#### Excerpt to read:
* * * *

In his rookie season, Andujar proved he is a special combination of contact, strike zone knowledge and elite plate coverage, capable of providing both average and power. And he’s still just 23. Though he has good range and a great arm, Andujar’s throwing accuracy has been a historic question mark, including last year when he committed 15 errors and posted a -2.2 dWAR. Accordingly, his future in MLB could, and, as a Marlin, would be at first base, a position in which Miami owns little organizational depth. Andujar’s acquisition would immediately lock up that position for years to come. With the capability of being a franchise cornerstone, if the Marlins have a chance at reeling in Andujar, even though he has surpassed prospect status, they should not pass it up.
RHP Garrett Whitlock
2018 (A-AA) – 120.2 IP, 1.86 ERA, 1.11 WHIP, 122/41 K/BB
With Whitlock, the Yankees truly found a diamond in the rough. Not heavily recruited as a high schooler, Whitlock decided to commit to one of his few interested parties, UAB. Following two seasons’ worth of good but not eye popping 3.56 ERA, 1.44 WHIP, 2.00 K/BB ball in Conference USA, the Yankees took a chance on Whitlock in round 18 of the 2017 Draft. After some debating, Whitlock ultimately decided to sign with New York for $247K.

* * * *

#### Study material:
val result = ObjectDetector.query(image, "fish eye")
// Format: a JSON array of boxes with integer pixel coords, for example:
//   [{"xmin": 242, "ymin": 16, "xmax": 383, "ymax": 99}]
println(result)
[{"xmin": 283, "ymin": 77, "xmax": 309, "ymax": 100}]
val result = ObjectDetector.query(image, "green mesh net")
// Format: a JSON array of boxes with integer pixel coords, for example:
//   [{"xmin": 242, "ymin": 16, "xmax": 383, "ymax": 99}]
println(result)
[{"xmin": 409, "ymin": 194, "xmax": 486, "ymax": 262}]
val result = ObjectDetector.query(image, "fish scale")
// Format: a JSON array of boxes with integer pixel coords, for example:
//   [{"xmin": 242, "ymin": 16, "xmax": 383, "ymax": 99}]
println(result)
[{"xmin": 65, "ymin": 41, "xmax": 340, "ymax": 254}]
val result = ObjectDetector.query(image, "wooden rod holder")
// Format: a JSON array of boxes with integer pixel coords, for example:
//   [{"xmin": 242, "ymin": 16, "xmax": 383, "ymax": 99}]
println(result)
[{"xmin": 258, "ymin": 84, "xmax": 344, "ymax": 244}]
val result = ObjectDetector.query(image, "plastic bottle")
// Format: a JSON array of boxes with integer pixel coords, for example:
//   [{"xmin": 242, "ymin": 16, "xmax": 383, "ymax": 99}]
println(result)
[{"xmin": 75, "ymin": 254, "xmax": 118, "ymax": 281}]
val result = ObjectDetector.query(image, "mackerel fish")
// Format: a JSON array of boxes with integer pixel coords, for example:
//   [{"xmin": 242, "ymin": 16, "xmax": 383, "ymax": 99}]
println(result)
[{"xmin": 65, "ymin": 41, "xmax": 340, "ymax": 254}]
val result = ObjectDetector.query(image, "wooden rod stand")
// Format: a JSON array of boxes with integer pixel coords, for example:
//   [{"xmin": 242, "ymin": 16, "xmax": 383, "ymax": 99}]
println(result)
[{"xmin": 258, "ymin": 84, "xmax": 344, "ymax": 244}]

* * * *

#### Activities:
1. According to the baseball prospect writeup, how much did Whitlock sign with New York for?
2. Continue the baseball prospect writeup from its last sentence.

#### Outputs in order:
1. $247K

2.
Since then, Whitlock has pushed the far end of the plus side of his low-risk, high-reward profile. After getting his feet wet in pro ball by tossing 21.2 innings worth of 3.77 ERA, 0.98 WHIP ball to end 2017, Whitlock pitched at three different levels last season, holding down a collective 1.86 ERA, a 1.11 WHIP and a 122/41 K/BB. It was his first year in full season ball. Following a 40 IP, 1.13 ERA, 0.75 WHIP, 44/7 K/BB start in low A, Whitlock was called up to A+ Tampa where spent the bulk of his season. There, he posted a 2.44 ERA, 1.24 WHIP and 74/27 K/BB in 70 IP. The highlight of his breakout season was a 43.2 IP streak in which he allowed just one earned run and had a 42/11 K/BB. On June 23, against the Miami-affiliated Jupiter Hammerheads, Whitlock struck out a career high 11 in seven innings of shutout, three hit ball. In his single start in AA, a 5.2 IP, 1 ER effort, Whitlock threw a career high 103 pitches. An outing later, he was shut down for the year with general arm fatigue. Despite the slightly abbreviated finish to his season, Whitlock proved the ability to hold up against professional talent and workloads, providing him with plenty to offer a big league rotation. At 6’5”, Whitlock shows great extension in his release and the ability to limit his opposition’s reaction time. He creates even more deception with a low 3/4 arm slot and good control over his deep arsenal of quality pitches. Those offerings include a low-90s two seam fastball, a mid-90s four seamer, a power slider and a piggybacking changeup.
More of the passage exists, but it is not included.